» KUTIPAN:
****************

Mendoakan Kebaikan Untuk Penguasa
[112] Imam al-Barbahari rahimahullah berkata, “Apabila kamu melihat seseorang yang mendoakan keburukan bagi penguasa maka ketahuilah bahwa dia adalah seorang pengekor hawa nafsu. Dan apabila kamu mendengar seseorang yang mendoakan kebaikan untuk penguasa, maka ketahuilah bahwa dia adalah seorang pembela Sunnah, insya Allah.” (lihat Qa’idah Mukhtasharah, hal. 13)
Cara Menasihati Penguasa
[113] Sahabat Ibnu Abbas radhiyallahu’anhuma pernah ditanya tentang bagaimanakah cara yang benar dalam beramar ma’ruf dan nahi mungkar kepada penguasa, beliau menjawab, “Apabila kamu memang mampu melakukannya, cukuplah antara kamu dengan dia saja.” (lihat Jami’ al-’Ulum wa al-Hikam, hal. 105)

****************

» SOAL LATIHAN 1: Dalam kutipan tentang penguasa, apa jawaban Ibnu Abbas ketika ditanya tentang cara beramar ma'ruf dan nahi mungkar kepada penguasa?
» SOAL LATIHAN 2: Tulis kembali bagian kutipan tentang penguasa dari "Cara Menasihati Penguasa" sampai "al-Hikam, hal. 105)", dengan mengganti "mampu" menjadi "sanggup".
» SOAL LATIHAN 3: Teruskan kutipan tentang penguasa, mulai dari kalimat sesudah kalimat terakhirnya.

» BARIS DATA:
****************

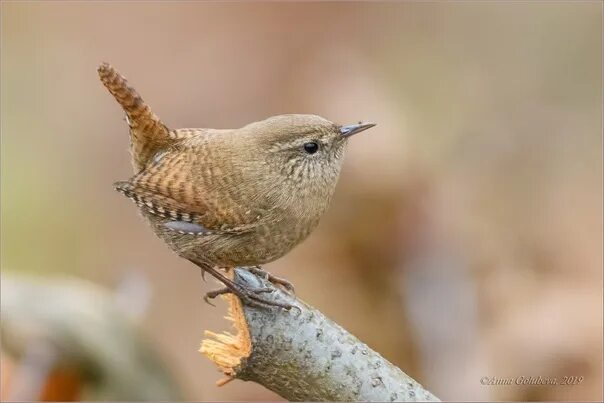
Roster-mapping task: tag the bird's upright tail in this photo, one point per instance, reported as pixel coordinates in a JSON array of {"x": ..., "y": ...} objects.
[{"x": 148, "y": 133}]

****************

» JAWABAN TERTULIS 1: "Apabila kamu memang mampu melakukannya, cukuplah antara kamu dengan dia saja."

» JAWABAN TERTULIS 2:
Cara Menasihati Penguasa
[113] Sahabat Ibnu Abbas radhiyallahu’anhuma pernah ditanya tentang bagaimanakah cara yang benar dalam beramar ma’ruf dan nahi mungkar kepada penguasa, beliau menjawab, “Apabila kamu memang sanggup melakukannya, cukuplah antara kamu dengan dia saja.” (lihat Jami’ al-’Ulum wa al-Hikam, hal. 105)

» JAWABAN TERTULIS 3:
Merealisasikan Tauhid
[114] Syaikh as-Sa’di rahimahullah berkata, “Sesungguhnya merealisasikan tauhid itu adalah dengan membersihkan dan memurnikannya dari kotoran syirik besar maupun kecil serta kebid’ahan yang berupa ucapan yang mencerminkan keyakinan maupun yang berupa perbuatan/amalan dan mensucikan diri dari kemaksiatan. Hal itu akan tercapai dengan cara menyempurnakan keikhlasan kepada Allah dalam hal ucapan, perbuatan, maupun keinginan, kemudian membersihkan diri dari syirik akbar -yang menghilangkan pokok tauhid- serta membersihkan diri dari syirik kecil yang mencabut kesempurnaannya serta menyelamatkan diri dari bid’ah-bid’ah.” (lihat al-Qaul as-Sadid fi Maqashid at-Tauhid, hal. 20)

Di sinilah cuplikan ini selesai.